Lenor (Toni Schneider), Luisa und Alfa (Noah Saavedra) sind sich nicht mehr sicher, was sie tun sollten in „Und morgen die ganze Welt“ © Alamode Film

Politische Positionierungen

Erstaunlicherweise drängt sich ein Vergleich mit der rechten Szene unweigerlich auf. Von Heinz lässt in nicht wenigen Szenen Anspielung auf die sogenannte Hufeisentheorie zu, nach der linke und rechte Gewalt im Grunde nah aneinander liegen. Beide würden gleichermaßen eine Gefahr für politische Mitte darstellen. So erinnern Szenen auf einem Konzert der rechten Szene stark an das Gemeinschaftsgefühl, das auch Luisa in ihrer Kommune empfindet. Nicht umsonst spielt der Titel des Films auf die Zeile eines nationalsozialistischen Propagandaliedes an. Auch der skeptische und häufig mies gelaunte Lenor stellt in einer Schlüsselszene die Frage nach der Unterscheidung der beiden entgegengesetztem Lager. Eine Antwort bleibt einem der Film auch noch nach Abklingen des Abspanns schuldig. Von Heinz vollführt hier keine klare Abgrenzungen, wodurch sich zwangsläufig einige Fragezeichen ergeben. In dieser Hinsicht lässt die Regisseurin trotz einer erkennbaren Auseinandersetzung mit der Szene wirklich interessante Hintergründe und Probleme vermissen, die zum Nachdenken anregen.

#### Aufgabenstellung
Gib den vorliegenden Text über den Film „Und morgen die ganze Welt“ vollständig und wortgetreu wieder. Die anschließenden Einträge werden hierfür nicht benötigt.

#### Datenauszug

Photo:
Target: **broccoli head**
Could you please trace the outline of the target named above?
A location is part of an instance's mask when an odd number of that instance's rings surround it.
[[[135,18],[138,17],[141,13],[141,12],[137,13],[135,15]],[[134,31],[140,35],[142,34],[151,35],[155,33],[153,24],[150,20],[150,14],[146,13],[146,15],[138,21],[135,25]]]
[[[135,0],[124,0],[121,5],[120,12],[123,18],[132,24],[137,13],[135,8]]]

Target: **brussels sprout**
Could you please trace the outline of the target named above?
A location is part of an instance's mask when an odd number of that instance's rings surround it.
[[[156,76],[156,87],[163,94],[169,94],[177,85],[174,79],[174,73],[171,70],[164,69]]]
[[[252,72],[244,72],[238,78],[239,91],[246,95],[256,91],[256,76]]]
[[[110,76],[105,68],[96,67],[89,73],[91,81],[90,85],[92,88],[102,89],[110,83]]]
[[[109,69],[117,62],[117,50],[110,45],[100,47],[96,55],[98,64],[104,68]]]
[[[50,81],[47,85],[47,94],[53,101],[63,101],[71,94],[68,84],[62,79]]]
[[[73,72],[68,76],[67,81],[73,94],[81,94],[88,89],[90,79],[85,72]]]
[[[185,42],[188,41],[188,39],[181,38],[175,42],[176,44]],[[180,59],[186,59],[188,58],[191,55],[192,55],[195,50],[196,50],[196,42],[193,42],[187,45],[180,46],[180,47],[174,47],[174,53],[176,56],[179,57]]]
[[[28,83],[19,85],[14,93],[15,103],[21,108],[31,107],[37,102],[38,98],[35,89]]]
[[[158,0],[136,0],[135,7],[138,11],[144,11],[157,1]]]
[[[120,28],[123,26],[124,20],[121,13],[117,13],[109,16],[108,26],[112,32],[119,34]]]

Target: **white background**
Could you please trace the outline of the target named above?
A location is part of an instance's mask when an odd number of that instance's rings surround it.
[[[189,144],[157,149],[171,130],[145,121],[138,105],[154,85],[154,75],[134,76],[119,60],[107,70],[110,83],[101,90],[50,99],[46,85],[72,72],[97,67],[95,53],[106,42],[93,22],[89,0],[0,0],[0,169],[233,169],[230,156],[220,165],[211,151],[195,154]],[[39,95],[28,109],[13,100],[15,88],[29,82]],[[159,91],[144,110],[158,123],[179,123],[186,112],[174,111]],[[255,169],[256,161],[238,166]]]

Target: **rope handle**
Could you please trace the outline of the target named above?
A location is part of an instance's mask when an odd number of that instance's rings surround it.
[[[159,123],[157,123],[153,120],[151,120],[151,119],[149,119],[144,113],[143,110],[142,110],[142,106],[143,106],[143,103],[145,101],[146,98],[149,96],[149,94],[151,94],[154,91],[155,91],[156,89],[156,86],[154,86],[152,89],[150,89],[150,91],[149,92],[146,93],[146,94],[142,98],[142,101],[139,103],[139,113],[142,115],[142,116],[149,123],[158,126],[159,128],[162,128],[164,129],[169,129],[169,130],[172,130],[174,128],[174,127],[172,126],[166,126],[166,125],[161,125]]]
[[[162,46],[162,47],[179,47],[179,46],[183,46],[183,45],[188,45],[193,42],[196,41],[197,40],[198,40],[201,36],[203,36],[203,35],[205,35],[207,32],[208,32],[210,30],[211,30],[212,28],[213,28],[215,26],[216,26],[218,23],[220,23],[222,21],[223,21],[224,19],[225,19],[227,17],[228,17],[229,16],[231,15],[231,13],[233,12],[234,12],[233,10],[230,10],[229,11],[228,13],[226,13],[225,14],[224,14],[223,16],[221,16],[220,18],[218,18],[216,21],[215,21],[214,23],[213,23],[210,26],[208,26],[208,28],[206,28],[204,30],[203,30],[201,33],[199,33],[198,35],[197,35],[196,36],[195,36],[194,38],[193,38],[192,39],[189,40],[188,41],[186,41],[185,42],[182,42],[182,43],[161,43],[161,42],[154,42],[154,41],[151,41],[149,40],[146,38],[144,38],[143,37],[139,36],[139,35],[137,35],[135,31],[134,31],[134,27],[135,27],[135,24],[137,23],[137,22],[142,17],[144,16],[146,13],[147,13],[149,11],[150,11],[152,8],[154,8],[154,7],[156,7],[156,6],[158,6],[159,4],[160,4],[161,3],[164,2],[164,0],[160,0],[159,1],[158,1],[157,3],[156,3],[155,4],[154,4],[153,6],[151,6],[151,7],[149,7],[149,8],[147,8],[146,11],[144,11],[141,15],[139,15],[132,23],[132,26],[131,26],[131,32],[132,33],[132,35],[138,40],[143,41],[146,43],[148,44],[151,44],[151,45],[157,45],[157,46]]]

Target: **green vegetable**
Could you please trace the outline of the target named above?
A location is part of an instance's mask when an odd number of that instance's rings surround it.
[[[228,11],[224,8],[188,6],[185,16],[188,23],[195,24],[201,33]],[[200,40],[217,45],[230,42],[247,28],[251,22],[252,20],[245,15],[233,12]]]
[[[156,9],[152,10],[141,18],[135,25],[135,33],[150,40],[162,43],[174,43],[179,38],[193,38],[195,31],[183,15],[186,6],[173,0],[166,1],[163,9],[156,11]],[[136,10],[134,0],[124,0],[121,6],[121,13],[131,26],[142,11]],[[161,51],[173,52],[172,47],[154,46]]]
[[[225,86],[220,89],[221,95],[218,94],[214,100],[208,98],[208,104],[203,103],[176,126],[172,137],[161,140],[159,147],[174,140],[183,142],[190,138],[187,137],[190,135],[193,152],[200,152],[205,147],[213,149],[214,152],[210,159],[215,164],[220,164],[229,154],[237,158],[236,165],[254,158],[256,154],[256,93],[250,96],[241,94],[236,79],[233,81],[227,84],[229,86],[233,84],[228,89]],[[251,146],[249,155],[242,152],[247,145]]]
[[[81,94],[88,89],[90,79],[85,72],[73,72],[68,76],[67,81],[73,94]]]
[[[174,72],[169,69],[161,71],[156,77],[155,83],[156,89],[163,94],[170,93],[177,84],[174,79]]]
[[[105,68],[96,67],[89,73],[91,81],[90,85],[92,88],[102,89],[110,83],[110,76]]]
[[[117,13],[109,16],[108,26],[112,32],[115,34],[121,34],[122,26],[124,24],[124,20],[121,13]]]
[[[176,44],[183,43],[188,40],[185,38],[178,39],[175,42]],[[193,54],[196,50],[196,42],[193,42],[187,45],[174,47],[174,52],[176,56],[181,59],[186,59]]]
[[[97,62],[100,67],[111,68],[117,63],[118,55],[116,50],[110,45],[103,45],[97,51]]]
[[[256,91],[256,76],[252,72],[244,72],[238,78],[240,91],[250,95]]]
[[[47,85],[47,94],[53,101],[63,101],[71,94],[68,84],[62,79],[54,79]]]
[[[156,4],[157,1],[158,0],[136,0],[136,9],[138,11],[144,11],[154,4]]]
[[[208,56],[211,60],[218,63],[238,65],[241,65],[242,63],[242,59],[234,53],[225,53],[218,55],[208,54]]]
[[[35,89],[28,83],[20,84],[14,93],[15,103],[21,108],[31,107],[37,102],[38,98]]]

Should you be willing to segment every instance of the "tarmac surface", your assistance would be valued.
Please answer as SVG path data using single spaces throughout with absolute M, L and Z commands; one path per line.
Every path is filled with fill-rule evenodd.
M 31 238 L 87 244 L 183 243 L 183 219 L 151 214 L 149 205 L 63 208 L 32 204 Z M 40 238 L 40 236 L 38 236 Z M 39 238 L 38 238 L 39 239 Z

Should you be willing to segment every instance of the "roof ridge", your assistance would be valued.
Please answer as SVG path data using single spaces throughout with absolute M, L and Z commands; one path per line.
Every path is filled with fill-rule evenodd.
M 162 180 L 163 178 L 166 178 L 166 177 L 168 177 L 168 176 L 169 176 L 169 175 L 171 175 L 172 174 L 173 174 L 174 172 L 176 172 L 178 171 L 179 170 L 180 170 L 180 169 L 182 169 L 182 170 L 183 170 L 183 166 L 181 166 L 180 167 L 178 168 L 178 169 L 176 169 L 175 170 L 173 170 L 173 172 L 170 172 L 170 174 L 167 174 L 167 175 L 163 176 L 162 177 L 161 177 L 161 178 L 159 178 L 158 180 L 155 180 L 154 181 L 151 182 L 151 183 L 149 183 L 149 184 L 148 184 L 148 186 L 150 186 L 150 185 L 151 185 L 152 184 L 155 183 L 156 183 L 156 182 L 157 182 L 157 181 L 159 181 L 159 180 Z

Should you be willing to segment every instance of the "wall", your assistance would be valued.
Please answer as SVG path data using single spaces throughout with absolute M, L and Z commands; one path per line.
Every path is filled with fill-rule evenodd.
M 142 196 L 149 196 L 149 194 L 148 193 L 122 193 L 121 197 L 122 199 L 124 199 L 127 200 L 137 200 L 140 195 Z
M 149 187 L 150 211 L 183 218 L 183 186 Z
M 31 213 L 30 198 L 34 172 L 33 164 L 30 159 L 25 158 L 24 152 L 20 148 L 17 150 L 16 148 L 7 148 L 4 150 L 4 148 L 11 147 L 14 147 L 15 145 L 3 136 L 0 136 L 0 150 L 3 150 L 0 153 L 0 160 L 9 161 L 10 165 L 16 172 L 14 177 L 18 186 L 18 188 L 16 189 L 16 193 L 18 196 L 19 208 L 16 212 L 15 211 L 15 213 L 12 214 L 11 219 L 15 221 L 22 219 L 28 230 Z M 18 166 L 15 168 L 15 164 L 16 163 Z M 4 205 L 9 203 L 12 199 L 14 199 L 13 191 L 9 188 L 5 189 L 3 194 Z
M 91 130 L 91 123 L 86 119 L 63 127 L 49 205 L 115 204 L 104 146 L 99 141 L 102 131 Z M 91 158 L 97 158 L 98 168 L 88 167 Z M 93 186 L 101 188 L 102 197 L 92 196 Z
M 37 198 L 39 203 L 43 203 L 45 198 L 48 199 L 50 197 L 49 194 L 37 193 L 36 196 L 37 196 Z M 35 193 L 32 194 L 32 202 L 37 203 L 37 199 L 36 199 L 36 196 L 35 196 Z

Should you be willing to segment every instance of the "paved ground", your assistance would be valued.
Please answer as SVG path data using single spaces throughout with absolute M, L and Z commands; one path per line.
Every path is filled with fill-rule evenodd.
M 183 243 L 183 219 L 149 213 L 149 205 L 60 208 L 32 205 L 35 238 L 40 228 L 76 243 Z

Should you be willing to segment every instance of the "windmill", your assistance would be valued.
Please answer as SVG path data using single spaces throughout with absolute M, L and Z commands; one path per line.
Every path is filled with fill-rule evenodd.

#### Antwort
Lenor (Toni Schneider), Luisa und Alfa (Noah Saavedra) sind sich nicht mehr sicher, was sie tun sollten in „Und morgen die ganze Welt“ © Alamode Film

Politische Positionierungen

Erstaunlicherweise drängt sich ein Vergleich mit der rechten Szene unweigerlich auf. Von Heinz lässt in nicht wenigen Szenen Anspielung auf die sogenannte Hufeisentheorie zu, nach der linke und rechte Gewalt im Grunde nah aneinander liegen. Beide würden gleichermaßen eine Gefahr für politische Mitte darstellen. So erinnern Szenen auf einem Konzert der rechten Szene stark an das Gemeinschaftsgefühl, das auch Luisa in ihrer Kommune empfindet. Nicht umsonst spielt der Titel des Films auf die Zeile eines nationalsozialistischen Propagandaliedes an. Auch der skeptische und häufig mies gelaunte Lenor stellt in einer Schlüsselszene die Frage nach der Unterscheidung der beiden entgegengesetztem Lager. Eine Antwort bleibt einem der Film auch noch nach Abklingen des Abspanns schuldig. Von Heinz vollführt hier keine klare Abgrenzungen, wodurch sich zwangsläufig einige Fragezeichen ergeben. In dieser Hinsicht lässt die Regisseurin trotz einer erkennbaren Auseinandersetzung mit der Szene wirklich interessante Hintergründe und Probleme vermissen, die zum Nachdenken anregen.